/---
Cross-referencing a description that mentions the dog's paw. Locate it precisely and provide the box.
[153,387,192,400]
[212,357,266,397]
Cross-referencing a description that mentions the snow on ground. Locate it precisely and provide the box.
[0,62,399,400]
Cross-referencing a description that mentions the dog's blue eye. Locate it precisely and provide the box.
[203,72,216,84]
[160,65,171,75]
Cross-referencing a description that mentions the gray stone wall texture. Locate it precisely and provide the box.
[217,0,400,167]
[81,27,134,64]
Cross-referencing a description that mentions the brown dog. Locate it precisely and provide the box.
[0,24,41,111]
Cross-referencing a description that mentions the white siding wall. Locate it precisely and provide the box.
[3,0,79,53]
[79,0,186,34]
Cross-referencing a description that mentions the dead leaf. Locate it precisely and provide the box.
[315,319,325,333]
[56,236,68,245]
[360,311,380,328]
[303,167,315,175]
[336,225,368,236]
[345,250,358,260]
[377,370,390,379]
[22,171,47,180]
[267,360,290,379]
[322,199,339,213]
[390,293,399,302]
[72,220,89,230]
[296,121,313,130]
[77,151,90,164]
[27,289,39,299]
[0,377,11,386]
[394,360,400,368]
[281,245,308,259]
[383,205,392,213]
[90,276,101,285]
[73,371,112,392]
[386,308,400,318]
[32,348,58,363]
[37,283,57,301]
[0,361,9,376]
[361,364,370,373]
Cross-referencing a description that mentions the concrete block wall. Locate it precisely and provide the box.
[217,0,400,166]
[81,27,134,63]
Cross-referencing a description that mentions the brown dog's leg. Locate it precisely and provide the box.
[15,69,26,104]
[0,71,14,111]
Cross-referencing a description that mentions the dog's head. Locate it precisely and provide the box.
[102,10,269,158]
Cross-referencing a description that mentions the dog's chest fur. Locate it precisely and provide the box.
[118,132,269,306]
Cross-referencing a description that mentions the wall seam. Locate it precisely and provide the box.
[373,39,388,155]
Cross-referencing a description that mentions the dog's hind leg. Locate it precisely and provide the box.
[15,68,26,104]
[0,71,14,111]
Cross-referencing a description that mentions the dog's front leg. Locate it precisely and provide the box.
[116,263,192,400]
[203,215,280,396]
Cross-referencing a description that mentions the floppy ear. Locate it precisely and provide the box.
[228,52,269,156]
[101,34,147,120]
\---
AIM OF THE EXERCISE:
Would you restate word for word every line from the one holding "Cross-referencing a description that mentions the dog's chest" to the end of the entries, both ends included?

WRITTEN ANSWER:
Cross-referencing a description that mentions the dog's chest fur. Locate it precisely and provide the box.
[118,132,269,306]
Cross-referencing a description that mentions the wall seam. Locate it precisely and provide the box.
[373,39,388,155]
Cross-referencing a description that mentions the dog's hind leg. Locate it precisely and provide the box.
[15,68,26,104]
[0,71,14,111]
Cross-referencing a description that mentions the dog's front leg. Locate it precisely and provide the box.
[116,263,192,400]
[203,215,280,396]
Cross-referencing a description that mentions the floppy ear. Locate it precisely and provide the box.
[228,52,269,156]
[101,34,147,120]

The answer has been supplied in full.